- Goal -
Copy every entry precisely.

* start Extracted material *

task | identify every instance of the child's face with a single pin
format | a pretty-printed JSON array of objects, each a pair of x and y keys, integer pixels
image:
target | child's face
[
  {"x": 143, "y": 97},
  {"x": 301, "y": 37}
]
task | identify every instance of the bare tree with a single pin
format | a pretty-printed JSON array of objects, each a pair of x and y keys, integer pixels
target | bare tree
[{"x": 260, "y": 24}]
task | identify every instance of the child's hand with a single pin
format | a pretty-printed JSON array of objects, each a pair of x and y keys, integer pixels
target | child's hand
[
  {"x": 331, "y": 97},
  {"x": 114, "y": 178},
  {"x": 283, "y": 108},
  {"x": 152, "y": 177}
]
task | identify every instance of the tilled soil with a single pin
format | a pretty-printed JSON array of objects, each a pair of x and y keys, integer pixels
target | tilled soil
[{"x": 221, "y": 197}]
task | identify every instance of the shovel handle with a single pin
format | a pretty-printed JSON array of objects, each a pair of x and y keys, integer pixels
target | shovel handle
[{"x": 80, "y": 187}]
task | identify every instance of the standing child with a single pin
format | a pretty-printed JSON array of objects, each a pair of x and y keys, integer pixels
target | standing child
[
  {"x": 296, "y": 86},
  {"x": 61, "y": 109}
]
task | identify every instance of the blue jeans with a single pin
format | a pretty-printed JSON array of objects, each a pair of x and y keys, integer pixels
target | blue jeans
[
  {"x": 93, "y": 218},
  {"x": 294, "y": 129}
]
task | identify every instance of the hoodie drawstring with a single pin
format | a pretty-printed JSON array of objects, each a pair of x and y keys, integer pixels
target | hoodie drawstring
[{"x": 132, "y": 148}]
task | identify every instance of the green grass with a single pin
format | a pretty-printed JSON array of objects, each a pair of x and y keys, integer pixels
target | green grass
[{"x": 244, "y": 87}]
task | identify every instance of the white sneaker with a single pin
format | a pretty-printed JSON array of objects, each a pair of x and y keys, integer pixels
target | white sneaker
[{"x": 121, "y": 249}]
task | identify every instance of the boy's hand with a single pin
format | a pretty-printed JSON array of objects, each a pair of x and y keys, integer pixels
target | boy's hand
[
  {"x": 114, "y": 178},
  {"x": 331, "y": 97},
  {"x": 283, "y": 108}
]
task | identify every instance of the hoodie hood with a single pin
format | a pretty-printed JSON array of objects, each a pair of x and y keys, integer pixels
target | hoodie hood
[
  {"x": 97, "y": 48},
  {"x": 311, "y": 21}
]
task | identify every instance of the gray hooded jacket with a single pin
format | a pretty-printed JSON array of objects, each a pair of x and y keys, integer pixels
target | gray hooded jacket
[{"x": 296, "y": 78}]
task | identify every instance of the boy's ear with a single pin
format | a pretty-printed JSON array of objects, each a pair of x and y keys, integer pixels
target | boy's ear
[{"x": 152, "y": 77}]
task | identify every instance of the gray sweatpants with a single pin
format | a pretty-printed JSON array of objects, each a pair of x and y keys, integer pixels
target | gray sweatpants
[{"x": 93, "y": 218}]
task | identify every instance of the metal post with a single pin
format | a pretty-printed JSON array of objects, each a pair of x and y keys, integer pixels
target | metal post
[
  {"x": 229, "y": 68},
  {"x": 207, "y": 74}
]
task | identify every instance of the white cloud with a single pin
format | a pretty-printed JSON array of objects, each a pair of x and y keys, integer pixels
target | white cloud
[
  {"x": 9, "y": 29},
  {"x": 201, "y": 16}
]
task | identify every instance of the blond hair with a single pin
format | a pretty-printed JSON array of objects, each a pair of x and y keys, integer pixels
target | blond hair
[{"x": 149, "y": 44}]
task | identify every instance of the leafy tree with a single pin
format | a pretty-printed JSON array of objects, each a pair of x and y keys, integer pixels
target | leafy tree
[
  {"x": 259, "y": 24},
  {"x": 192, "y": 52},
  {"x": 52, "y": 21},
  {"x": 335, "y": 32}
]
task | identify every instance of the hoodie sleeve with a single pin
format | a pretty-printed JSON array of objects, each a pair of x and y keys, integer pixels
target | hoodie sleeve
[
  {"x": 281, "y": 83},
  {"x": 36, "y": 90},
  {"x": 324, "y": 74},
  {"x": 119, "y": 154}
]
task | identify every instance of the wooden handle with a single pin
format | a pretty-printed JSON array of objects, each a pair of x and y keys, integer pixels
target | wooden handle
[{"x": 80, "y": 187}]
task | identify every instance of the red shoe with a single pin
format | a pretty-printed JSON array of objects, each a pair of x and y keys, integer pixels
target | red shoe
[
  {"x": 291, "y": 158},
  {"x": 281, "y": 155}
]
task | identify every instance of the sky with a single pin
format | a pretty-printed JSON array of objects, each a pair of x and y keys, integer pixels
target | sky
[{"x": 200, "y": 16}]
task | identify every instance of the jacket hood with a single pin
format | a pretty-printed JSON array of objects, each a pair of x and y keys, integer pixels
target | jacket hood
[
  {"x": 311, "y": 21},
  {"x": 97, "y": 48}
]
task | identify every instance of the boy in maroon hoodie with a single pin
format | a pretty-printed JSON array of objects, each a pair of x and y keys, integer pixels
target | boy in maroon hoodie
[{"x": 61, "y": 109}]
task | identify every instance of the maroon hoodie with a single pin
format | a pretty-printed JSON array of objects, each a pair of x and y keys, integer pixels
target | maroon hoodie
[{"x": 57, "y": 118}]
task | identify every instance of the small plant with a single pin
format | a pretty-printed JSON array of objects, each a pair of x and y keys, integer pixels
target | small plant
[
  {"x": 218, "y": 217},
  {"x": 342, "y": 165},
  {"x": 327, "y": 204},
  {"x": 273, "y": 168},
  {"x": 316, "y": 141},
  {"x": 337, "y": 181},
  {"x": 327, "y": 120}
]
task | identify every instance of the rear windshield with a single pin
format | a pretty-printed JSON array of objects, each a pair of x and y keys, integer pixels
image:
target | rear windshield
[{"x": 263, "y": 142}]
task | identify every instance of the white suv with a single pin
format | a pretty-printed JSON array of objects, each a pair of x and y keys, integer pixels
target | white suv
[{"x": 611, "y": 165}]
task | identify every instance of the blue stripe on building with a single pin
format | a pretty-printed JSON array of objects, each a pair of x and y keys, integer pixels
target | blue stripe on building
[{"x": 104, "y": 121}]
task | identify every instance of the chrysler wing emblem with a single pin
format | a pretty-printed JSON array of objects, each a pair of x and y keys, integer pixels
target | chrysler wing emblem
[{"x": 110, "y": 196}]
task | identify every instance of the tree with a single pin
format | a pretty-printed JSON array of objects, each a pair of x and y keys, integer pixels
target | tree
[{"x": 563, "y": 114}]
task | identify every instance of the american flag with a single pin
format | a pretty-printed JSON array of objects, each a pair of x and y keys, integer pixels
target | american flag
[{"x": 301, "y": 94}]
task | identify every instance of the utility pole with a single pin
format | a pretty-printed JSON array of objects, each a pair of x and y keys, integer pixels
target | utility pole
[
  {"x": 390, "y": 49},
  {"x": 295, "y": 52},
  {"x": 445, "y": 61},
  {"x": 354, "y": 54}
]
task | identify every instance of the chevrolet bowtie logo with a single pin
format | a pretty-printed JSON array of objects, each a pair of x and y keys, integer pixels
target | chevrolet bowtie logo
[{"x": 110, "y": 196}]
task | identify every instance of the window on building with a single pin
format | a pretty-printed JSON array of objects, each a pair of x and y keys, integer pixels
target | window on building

* end Extracted material *

- Correct response -
task | identify every instance of the child's face with a single pin
format | a pretty-printed JSON array of objects, each a pair of x and y keys, integer pixels
image:
target | child's face
[
  {"x": 143, "y": 97},
  {"x": 301, "y": 37}
]
task | identify every instance of the bare tree with a single pin
format | a pretty-printed JSON array of objects, each a pair of x and y keys, integer pixels
target | bare tree
[{"x": 260, "y": 24}]
task | identify every instance of the child's hand with a single pin
format | a pretty-printed JSON array of objects, each a pair of x and y keys, integer pixels
target | child's hand
[
  {"x": 331, "y": 97},
  {"x": 114, "y": 178},
  {"x": 283, "y": 108},
  {"x": 152, "y": 177}
]
task | identify every instance of the tilled soil with a single pin
format | a pretty-printed JSON array of objects, each a pair of x and y keys, integer pixels
target | tilled soil
[{"x": 221, "y": 197}]
task | identify every instance of the shovel handle with a single pin
format | a pretty-printed JSON array of objects, each a pair of x and y keys, integer pixels
target | shovel handle
[{"x": 80, "y": 187}]
task | identify every instance of the standing child with a single pin
format | a pretty-printed JSON array of objects, each a pair of x and y keys, integer pixels
target | standing child
[
  {"x": 296, "y": 86},
  {"x": 61, "y": 109}
]
task | identify every instance of the blue jeans with a single pin
format | a pretty-printed JSON array of objects, each a pair of x and y keys, integer pixels
target | blue jeans
[
  {"x": 93, "y": 218},
  {"x": 294, "y": 129}
]
task | identify every instance of the hoodie drawstring with a single pin
format | a pretty-printed JSON array of objects, each a pair of x and y keys, integer pixels
target | hoodie drawstring
[{"x": 132, "y": 148}]
task | identify every instance of the green grass with a single pin
format | a pretty-printed JSON array of objects, each a pair of x and y keys, integer pixels
target | green grass
[{"x": 244, "y": 87}]
task | identify every instance of the white sneaker with a single pin
format | a pretty-printed JSON array of objects, each a pair of x and y keys, integer pixels
target | white sneaker
[{"x": 121, "y": 249}]
task | identify every instance of the boy's hand with a single pin
format | a pretty-printed JSON array of objects, each a pair of x and y keys, integer pixels
target | boy's hand
[
  {"x": 114, "y": 178},
  {"x": 331, "y": 97},
  {"x": 283, "y": 108}
]
task | identify every instance of the hoodie hood with a single pin
format | a pretty-printed JSON array of objects, each a pair of x and y keys, integer pixels
target | hoodie hood
[
  {"x": 97, "y": 48},
  {"x": 311, "y": 21}
]
task | identify every instance of the gray hooded jacket with a single pin
format | a pretty-printed JSON array of objects, each a pair of x and y keys, integer pixels
target | gray hooded jacket
[{"x": 296, "y": 78}]
task | identify every instance of the boy's ear with a single pin
format | a pretty-printed JSON array of objects, each a pair of x and y keys, integer pixels
target | boy's ear
[{"x": 152, "y": 77}]
task | identify every instance of the gray sweatpants with a single pin
format | a pretty-printed JSON array of objects, each a pair of x and y keys, integer pixels
target | gray sweatpants
[{"x": 93, "y": 218}]
task | identify every instance of the metal post with a single pin
format | a pretty-printed JSON array of objects, each a pair of x and y keys, integer pixels
target | metal post
[
  {"x": 229, "y": 68},
  {"x": 207, "y": 74}
]
task | identify every instance of the white cloud with a single pin
format | a pretty-printed JSON array of objects, each a pair of x and y keys, integer pixels
target | white cloud
[
  {"x": 9, "y": 29},
  {"x": 201, "y": 16}
]
task | identify every instance of the blond hair with a single pin
format | a pretty-printed JSON array of objects, each a pair of x and y keys, integer pixels
target | blond hair
[{"x": 149, "y": 44}]
task | identify every instance of the leafy tree with a single pin
format | a pretty-printed JSON array of objects, each a pair of x and y keys, integer pixels
target | leafy tree
[
  {"x": 259, "y": 24},
  {"x": 192, "y": 52},
  {"x": 52, "y": 21},
  {"x": 335, "y": 32}
]
task | identify every instance of the hoodie sleeve with a single pin
format | a pretty-printed JSON array of objects, each a pair of x and y keys, integer pixels
target | hoodie sleeve
[
  {"x": 281, "y": 83},
  {"x": 36, "y": 90},
  {"x": 324, "y": 74},
  {"x": 119, "y": 154}
]
task | identify every instance of the wooden handle with a single pin
format | a pretty-printed JSON array of objects, each a pair of x and y keys, integer pixels
target | wooden handle
[{"x": 80, "y": 187}]
task | identify every instance of the red shoe with a single pin
format | a pretty-printed JSON array of objects, each a pair of x and y keys, integer pixels
target | red shoe
[
  {"x": 291, "y": 158},
  {"x": 281, "y": 155}
]
task | identify every instance of the sky with a single pin
format | a pretty-printed JSON array of objects, each a pair of x and y keys, integer pixels
target | sky
[{"x": 200, "y": 16}]
task | identify every instance of the jacket hood with a single pin
format | a pretty-printed JSON array of objects, each a pair of x and y keys, integer pixels
target | jacket hood
[
  {"x": 311, "y": 21},
  {"x": 97, "y": 48}
]
task | identify every instance of the boy in maroon hoodie with a single pin
format | a pretty-printed JSON array of objects, each a pair of x and y keys, integer pixels
target | boy in maroon hoodie
[{"x": 61, "y": 109}]
task | identify every instance of the maroon hoodie with a single pin
format | a pretty-printed JSON array of objects, each a pair of x and y keys, integer pixels
target | maroon hoodie
[{"x": 57, "y": 118}]
task | identify every instance of the small plant with a single pin
format | a pretty-printed JSON array of objects, each a pair of x and y keys, integer pixels
target | small plant
[
  {"x": 218, "y": 217},
  {"x": 342, "y": 165},
  {"x": 327, "y": 204},
  {"x": 273, "y": 168},
  {"x": 316, "y": 141},
  {"x": 337, "y": 181},
  {"x": 327, "y": 120}
]
task | identify every instance of the rear windshield with a single pin
format | a pretty-printed JSON array of objects, each a pair of x and y keys, integer pixels
image:
target | rear windshield
[{"x": 263, "y": 142}]
task | identify every instance of the white suv with a single pin
format | a pretty-printed JSON array of objects, each a pair of x and y keys, integer pixels
target | white suv
[{"x": 611, "y": 165}]
task | identify every instance of the blue stripe on building with a single pin
format | a pretty-printed JSON array of objects, each a pair of x and y keys, integer pixels
target | blue stripe on building
[{"x": 104, "y": 121}]
task | identify every instance of the chrysler wing emblem with a single pin
format | a pretty-printed JSON array of objects, each a pair of x and y keys, integer pixels
target | chrysler wing emblem
[{"x": 110, "y": 196}]
task | identify every instance of the tree with a single pin
format | a pretty-printed JSON array of objects, each a pair of x and y keys, integer pixels
target | tree
[{"x": 563, "y": 114}]
task | identify every instance of the american flag with a single pin
format | a pretty-printed JSON array of objects, each a pair of x and y keys, integer pixels
target | american flag
[{"x": 301, "y": 94}]
task | identify every instance of the utility pole with a single pin
format | a pretty-printed JSON array of objects, each a pair of x and y keys, integer pixels
target | utility pole
[
  {"x": 390, "y": 49},
  {"x": 295, "y": 52},
  {"x": 445, "y": 61},
  {"x": 354, "y": 54}
]
task | identify every instance of the chevrolet bowtie logo with a single pin
format | a pretty-printed JSON array of objects, each a pair of x and y keys, integer pixels
target | chevrolet bowtie logo
[{"x": 110, "y": 196}]
task | identify every instance of the window on building with a single pin
format | a pretty-printed JSON array of objects, each a pair of x and y keys, integer pixels
target | window on building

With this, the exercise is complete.